WHAT THE TASK ASKS:
Reproduce the line that holds "Query: concrete block wall" together with all the lines after it up to the end of the entries.
START PROVIDED ENTRIES
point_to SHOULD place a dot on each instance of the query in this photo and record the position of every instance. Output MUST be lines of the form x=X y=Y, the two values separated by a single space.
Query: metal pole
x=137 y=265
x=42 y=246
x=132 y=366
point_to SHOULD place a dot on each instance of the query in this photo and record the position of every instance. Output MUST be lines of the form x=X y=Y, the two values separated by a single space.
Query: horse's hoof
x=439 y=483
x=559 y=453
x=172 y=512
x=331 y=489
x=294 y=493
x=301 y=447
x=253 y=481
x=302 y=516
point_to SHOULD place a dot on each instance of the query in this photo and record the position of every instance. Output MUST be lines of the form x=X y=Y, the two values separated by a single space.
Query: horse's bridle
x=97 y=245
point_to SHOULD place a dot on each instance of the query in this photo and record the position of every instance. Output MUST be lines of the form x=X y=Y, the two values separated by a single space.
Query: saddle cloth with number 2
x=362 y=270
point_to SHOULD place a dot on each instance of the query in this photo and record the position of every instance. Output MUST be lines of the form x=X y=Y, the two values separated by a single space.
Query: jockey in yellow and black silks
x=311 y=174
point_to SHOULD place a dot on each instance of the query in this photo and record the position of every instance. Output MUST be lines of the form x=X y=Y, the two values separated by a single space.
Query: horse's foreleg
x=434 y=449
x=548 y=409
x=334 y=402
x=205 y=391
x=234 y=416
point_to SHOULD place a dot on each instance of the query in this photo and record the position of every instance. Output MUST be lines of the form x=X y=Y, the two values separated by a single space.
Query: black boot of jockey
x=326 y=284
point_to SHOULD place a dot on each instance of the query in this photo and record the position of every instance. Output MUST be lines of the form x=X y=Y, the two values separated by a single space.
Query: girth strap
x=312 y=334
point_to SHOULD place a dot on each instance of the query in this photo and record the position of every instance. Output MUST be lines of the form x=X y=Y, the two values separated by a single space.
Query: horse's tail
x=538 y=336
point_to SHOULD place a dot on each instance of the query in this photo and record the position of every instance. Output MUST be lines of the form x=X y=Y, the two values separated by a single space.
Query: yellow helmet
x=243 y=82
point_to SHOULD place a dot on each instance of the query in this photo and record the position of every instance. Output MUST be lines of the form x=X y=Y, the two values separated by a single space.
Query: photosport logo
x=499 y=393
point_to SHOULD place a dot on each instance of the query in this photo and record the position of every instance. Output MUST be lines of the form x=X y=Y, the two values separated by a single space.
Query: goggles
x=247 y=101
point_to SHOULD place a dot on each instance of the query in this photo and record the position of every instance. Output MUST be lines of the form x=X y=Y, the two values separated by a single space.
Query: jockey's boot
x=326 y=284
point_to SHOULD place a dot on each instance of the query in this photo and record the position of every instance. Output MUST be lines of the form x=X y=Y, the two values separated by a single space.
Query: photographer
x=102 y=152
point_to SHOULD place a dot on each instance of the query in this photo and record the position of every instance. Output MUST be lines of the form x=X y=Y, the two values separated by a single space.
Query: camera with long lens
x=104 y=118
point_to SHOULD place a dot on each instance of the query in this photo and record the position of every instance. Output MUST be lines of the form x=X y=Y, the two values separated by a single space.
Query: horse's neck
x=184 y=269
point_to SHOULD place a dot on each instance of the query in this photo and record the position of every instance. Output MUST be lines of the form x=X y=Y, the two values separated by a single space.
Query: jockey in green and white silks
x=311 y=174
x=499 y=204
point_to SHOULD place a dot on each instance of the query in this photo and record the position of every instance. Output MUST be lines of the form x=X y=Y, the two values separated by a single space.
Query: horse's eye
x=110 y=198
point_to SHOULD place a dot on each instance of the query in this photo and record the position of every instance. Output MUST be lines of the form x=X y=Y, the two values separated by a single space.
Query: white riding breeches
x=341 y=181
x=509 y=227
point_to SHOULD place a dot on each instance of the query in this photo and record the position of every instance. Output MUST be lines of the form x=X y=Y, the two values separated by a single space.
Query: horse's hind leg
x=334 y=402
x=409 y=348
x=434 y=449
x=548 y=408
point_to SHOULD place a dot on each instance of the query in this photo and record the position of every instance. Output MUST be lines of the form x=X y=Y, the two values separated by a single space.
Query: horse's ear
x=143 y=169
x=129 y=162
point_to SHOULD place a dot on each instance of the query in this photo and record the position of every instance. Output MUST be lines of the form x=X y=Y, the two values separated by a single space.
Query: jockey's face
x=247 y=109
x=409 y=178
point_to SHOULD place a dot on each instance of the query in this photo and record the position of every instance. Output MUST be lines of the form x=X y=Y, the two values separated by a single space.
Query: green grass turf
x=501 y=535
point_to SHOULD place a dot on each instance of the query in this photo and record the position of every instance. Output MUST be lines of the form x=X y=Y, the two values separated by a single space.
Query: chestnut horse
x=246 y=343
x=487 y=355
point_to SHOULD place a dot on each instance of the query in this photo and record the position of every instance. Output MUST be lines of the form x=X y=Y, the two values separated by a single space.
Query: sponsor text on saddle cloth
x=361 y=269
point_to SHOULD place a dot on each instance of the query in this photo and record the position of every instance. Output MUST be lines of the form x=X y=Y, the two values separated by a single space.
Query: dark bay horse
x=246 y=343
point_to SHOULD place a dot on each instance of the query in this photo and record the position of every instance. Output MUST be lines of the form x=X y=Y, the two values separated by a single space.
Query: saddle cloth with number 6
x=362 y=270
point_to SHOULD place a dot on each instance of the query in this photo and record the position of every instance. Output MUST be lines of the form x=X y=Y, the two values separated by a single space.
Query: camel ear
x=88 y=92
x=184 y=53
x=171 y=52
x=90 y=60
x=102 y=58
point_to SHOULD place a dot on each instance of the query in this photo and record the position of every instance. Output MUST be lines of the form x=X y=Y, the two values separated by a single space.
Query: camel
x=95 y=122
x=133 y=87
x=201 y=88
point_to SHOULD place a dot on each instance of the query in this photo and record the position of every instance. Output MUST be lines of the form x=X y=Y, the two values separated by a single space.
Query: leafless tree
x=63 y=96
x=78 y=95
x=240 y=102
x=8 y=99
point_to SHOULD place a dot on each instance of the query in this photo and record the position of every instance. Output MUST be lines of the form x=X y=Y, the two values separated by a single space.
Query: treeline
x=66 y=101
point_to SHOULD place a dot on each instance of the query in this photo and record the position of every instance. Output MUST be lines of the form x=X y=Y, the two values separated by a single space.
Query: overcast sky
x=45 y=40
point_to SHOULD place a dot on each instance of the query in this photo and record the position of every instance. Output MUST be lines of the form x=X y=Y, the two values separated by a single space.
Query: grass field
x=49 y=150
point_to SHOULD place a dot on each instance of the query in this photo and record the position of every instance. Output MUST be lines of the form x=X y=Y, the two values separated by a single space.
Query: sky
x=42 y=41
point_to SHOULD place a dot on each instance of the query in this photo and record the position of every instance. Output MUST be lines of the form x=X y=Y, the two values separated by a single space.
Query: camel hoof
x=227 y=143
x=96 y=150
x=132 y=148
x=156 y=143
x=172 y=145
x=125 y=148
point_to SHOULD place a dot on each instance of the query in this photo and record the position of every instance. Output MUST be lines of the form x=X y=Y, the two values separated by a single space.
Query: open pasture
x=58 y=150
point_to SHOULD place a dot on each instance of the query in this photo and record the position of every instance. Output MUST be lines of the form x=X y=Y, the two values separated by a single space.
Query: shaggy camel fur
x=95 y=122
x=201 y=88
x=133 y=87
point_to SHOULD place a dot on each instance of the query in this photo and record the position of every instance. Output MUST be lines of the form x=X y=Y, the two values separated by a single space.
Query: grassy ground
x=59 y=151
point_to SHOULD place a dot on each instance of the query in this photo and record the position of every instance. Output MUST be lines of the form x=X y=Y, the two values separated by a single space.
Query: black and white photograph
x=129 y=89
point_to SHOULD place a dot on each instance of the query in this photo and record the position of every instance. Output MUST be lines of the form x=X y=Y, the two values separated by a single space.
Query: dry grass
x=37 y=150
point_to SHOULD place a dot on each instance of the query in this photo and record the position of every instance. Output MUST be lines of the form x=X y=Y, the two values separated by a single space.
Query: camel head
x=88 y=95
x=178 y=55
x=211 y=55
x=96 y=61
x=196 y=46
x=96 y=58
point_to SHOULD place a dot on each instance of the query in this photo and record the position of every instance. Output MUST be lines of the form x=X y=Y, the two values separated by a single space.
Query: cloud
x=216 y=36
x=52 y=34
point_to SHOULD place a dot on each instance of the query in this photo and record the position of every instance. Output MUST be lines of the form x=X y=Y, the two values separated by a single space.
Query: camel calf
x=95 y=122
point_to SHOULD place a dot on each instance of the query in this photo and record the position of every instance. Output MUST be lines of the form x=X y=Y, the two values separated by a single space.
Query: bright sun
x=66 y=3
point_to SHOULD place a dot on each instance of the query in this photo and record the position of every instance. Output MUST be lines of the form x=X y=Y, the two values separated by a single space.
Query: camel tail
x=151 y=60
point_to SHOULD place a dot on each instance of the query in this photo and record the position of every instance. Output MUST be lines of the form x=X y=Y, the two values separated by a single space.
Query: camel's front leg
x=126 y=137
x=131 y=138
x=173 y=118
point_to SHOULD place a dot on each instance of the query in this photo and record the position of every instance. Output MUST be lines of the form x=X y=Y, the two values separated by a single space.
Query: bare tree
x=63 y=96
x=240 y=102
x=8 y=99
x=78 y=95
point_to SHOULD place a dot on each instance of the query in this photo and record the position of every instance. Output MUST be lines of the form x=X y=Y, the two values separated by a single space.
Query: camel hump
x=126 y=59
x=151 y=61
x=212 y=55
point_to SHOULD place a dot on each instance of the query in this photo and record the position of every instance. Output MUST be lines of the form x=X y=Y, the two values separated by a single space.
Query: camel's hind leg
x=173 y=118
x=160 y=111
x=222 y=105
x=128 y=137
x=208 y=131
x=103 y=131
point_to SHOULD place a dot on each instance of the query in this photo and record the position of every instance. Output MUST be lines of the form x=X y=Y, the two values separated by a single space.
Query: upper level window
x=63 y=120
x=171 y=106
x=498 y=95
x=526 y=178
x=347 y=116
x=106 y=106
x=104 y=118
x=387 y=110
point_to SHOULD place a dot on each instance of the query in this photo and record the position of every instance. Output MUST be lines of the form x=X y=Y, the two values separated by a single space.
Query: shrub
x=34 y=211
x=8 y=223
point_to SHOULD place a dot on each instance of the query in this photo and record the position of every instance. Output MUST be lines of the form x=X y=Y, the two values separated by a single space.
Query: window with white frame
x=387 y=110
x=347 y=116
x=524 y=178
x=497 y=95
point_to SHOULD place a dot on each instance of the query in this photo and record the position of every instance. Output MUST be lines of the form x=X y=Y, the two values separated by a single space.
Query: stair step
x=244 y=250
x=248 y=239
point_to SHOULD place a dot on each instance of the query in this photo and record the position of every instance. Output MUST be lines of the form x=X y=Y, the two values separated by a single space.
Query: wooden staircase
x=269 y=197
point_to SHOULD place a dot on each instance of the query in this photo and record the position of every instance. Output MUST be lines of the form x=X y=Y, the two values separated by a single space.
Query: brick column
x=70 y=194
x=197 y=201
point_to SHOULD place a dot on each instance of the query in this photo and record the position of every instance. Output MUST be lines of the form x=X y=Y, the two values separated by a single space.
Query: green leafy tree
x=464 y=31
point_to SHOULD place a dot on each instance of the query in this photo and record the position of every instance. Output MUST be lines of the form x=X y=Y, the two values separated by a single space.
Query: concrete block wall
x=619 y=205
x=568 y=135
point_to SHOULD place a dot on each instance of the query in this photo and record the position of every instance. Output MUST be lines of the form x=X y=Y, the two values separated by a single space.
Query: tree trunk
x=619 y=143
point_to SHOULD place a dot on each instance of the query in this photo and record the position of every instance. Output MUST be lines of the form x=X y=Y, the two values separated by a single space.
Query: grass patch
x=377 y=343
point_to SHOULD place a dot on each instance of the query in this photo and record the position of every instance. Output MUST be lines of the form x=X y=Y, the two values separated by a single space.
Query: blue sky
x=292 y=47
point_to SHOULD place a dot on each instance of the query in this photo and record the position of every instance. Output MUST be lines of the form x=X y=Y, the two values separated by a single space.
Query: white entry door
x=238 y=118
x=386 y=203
END PROVIDED ENTRIES
TASK RESPONSE:
Query: concrete block wall
x=619 y=205
x=568 y=135
point_to SHOULD place a dot on each instance of the query in this photo and record the position of every instance. Output MUST be lines of the form x=X y=Y, the two values separated by a single space.
Query: tree trunk
x=619 y=143
point_to SHOULD place a dot on each instance of the query in this photo and record the position of every instance. Output MUST be lines of the form x=X y=Y, the two values separated by a single space.
Query: grass patch
x=377 y=343
point_to SHOULD place a dot on each instance of the query in this photo and record the position of every instance. Output MUST be lines of the form x=X y=Y, the two values separated by a single space.
Query: blue sky
x=292 y=47
point_to SHOULD place a dot on each instance of the query in this photo and record the position of every instance. Output MUST be lines of the form x=X y=Y, the two values separated by a single space.
Query: white entry door
x=238 y=118
x=386 y=203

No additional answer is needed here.